→ **Work to be completed**
Rewrite all of the data below, renaming every instance of "Pins" to "Points" and leaving everything else unchanged. Leave the pictures out of your answer.

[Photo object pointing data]
______________________________
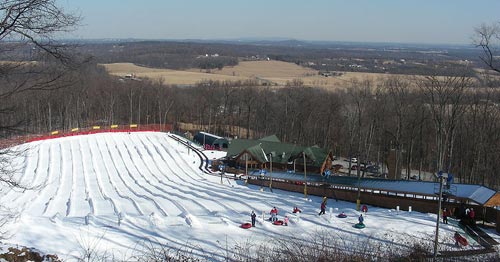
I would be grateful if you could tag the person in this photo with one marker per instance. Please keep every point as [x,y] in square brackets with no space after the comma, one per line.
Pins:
[274,214]
[323,208]
[472,216]
[253,216]
[456,236]
[445,215]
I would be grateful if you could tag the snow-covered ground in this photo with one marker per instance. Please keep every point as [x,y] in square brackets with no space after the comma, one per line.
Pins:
[114,192]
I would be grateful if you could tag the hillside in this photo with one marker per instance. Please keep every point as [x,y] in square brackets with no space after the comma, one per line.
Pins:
[121,191]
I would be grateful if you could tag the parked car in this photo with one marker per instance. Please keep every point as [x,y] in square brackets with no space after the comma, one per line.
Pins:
[338,166]
[372,169]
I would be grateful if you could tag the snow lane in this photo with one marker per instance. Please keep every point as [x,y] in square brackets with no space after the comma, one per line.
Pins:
[26,167]
[109,182]
[146,204]
[38,205]
[236,200]
[198,195]
[98,204]
[144,162]
[79,204]
[235,205]
[60,204]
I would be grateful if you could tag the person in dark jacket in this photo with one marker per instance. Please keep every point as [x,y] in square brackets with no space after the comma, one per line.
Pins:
[253,216]
[361,219]
[323,208]
[445,215]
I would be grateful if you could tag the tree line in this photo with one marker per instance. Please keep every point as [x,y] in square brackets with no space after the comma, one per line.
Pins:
[432,123]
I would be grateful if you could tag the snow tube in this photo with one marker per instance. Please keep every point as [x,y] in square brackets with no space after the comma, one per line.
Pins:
[246,225]
[359,225]
[461,240]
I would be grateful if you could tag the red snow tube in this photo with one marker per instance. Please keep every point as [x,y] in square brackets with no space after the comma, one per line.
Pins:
[460,239]
[246,225]
[278,222]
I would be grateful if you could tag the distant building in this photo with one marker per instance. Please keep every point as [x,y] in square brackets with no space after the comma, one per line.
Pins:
[284,156]
[210,141]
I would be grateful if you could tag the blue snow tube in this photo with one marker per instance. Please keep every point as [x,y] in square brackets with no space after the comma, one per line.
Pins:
[360,225]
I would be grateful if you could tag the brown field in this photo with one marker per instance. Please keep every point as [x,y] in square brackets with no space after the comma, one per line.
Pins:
[168,76]
[276,72]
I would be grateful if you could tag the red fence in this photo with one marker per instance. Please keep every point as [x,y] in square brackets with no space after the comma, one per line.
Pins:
[85,131]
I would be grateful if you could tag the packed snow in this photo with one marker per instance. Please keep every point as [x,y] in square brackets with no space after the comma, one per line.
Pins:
[115,192]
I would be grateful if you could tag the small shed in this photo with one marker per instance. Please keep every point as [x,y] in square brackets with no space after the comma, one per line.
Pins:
[210,141]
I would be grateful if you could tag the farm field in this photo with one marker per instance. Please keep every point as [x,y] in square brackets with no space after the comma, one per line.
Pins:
[275,72]
[118,191]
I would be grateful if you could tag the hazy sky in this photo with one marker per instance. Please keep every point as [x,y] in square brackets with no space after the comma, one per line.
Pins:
[418,21]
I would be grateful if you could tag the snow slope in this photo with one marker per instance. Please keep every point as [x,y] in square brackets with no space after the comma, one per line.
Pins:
[117,191]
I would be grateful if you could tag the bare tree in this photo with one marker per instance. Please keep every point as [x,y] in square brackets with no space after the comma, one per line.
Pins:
[487,37]
[32,61]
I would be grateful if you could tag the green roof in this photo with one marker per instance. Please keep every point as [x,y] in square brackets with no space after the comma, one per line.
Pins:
[272,138]
[282,152]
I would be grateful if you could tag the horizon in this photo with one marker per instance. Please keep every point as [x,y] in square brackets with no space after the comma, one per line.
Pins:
[386,21]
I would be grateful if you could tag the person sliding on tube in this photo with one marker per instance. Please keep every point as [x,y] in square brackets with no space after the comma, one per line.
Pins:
[323,208]
[274,214]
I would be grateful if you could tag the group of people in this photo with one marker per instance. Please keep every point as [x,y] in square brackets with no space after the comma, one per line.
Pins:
[274,213]
[323,206]
[466,215]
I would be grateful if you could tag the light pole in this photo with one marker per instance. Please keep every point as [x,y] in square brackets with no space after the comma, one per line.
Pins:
[246,168]
[271,173]
[305,175]
[437,219]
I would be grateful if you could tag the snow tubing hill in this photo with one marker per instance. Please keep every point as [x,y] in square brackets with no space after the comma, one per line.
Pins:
[462,240]
[359,225]
[246,225]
______________________________
→ **Task response**
I would be grateful if you could tag the person in this photo with one marker per instance. Please keep every point as [x,y] in square brackets with no space after the comma, one per line.
Points:
[274,214]
[323,208]
[472,216]
[253,216]
[456,236]
[445,215]
I would be grateful if you could tag the snow-covered ground in this photo with one marker per instance. Please keep every point as [x,y] in square brackets with no space after the comma, one per line.
Points:
[114,192]
I would be grateful if you could tag the hillside in this photo with one marker per instance. Please keep every point as [x,y] in square brackets with no space after the comma, one per line.
Points:
[121,191]
I would be grateful if you could tag the parked car in this photo with one marker per instance. Please keep every point as [x,y] in square brackets with no space after the comma, one per line.
Points:
[338,166]
[372,169]
I would be grateful if you could tag the snow lane in this photo with one marker per instance. Please keep every point as [x,y] in square brackets with no space after the comma, one per line.
Points:
[26,167]
[109,182]
[146,204]
[38,205]
[236,200]
[198,195]
[98,204]
[144,162]
[79,204]
[235,205]
[60,204]
I would be grateful if you could tag the person in dark jacket in this photo with one marker per instance. Please keep every point as [x,y] in square brackets with no space after the comma, one per line.
Points:
[253,216]
[361,219]
[323,208]
[445,215]
I would be grateful if you could tag the tree line in this photo with one marker per instance. Please keep every point as [x,y] in square brackets with no space after the comma, one per line.
Points:
[432,123]
I would be grateful if you could tag the snow tube in this photo with one marker per instance. Please keep every point as [x,y] in square brackets with no space after the comma, one per line.
Points:
[246,225]
[359,225]
[461,240]
I would be grateful if you could tag the red snow tube in this photo with one marker per instance. Please keep every point as [x,y] in square brackets with no space after the comma, one per line.
Points:
[460,239]
[246,225]
[278,222]
I would be grateful if you could tag the distant building in this photo with one marker per instance. Please keep every point as [x,y] in square brackets with no space after the comma, one per line.
Points:
[284,156]
[210,141]
I would be grateful if you could tag the blue snow tube in this photo with one marker per instance. Please keep every point as [x,y] in square brackets with no space after the comma, one per line.
Points:
[360,225]
I would be grateful if you could tag the brown field in this photo with one marker per instance. Please keep every point as [x,y] in square brackets with no space after the comma, one per line.
Points:
[168,76]
[276,72]
I would be grateful if you could tag the red fence in this photo with one marker per instance. Please keep every point as [x,y] in square brackets with no space after the comma, one per line.
Points:
[85,131]
I would be grateful if you could tag the packed snow in this photo with one marker per instance. Please keep every point as [x,y] in square brackets with no space after the comma, one per line.
Points:
[115,192]
I would be grateful if you could tag the small shed in this photo with one marker per instance. Please keep every point as [x,y] in square brackets with no space after the comma, one per line.
Points:
[210,141]
I would be grateful if you could tag the farm field in this photo with one marker per instance. Please keep every point as [x,y] in square brackets with no space after the comma, one per line.
Points:
[275,72]
[118,191]
I would be grateful if you could tag the hazy sky in this photo with one marker per instance. Please keep every point as [x,y] in square brackets with no space after the comma, one per line.
Points:
[418,21]
I would be grateful if you could tag the snow slope in this photo with one marker per instance. Please keep every point as [x,y] in square brackets with no space after the comma, one per line.
Points:
[117,191]
I would be grateful if you could tag the bare tree in this photo with one marker per instance. Please keep every point as [x,y] in square brackets with no space after the comma, one per line.
Points:
[487,37]
[32,61]
I would be grateful if you could tag the green roof in this photo with one marker per instance. Please keep every point as [x,y] in square brackets with no space after the comma, one per line.
Points:
[272,138]
[282,152]
I would be grateful if you could tag the horizon in this photo with one marker per instance. Please keep every point as [x,y] in square brackets with no space after the comma, one per line.
Points:
[386,21]
I would be grateful if you could tag the person sliding on tube in this photo with one marker per instance. Please keep every point as [x,y] in square brackets with no space after the comma, one per line.
Points:
[323,208]
[274,214]
I would be grateful if you could tag the group of people in this photo with one marker per instance. Please keep every point as [x,y] in square brackets with no space after the comma, one per line.
Points:
[274,213]
[323,206]
[466,215]
I would be grateful if you could tag the light pole in this photo with one marker per instance. Please keep every point as [x,y] in square brackets with no space after the comma, one per line.
Points:
[246,168]
[271,173]
[305,175]
[437,219]
I would be grateful if you could tag the snow tubing hill in this photo with one marker per instance. Please keep every point as [x,y] in square brackets with no space after the comma, one per line.
Points:
[462,240]
[359,225]
[246,225]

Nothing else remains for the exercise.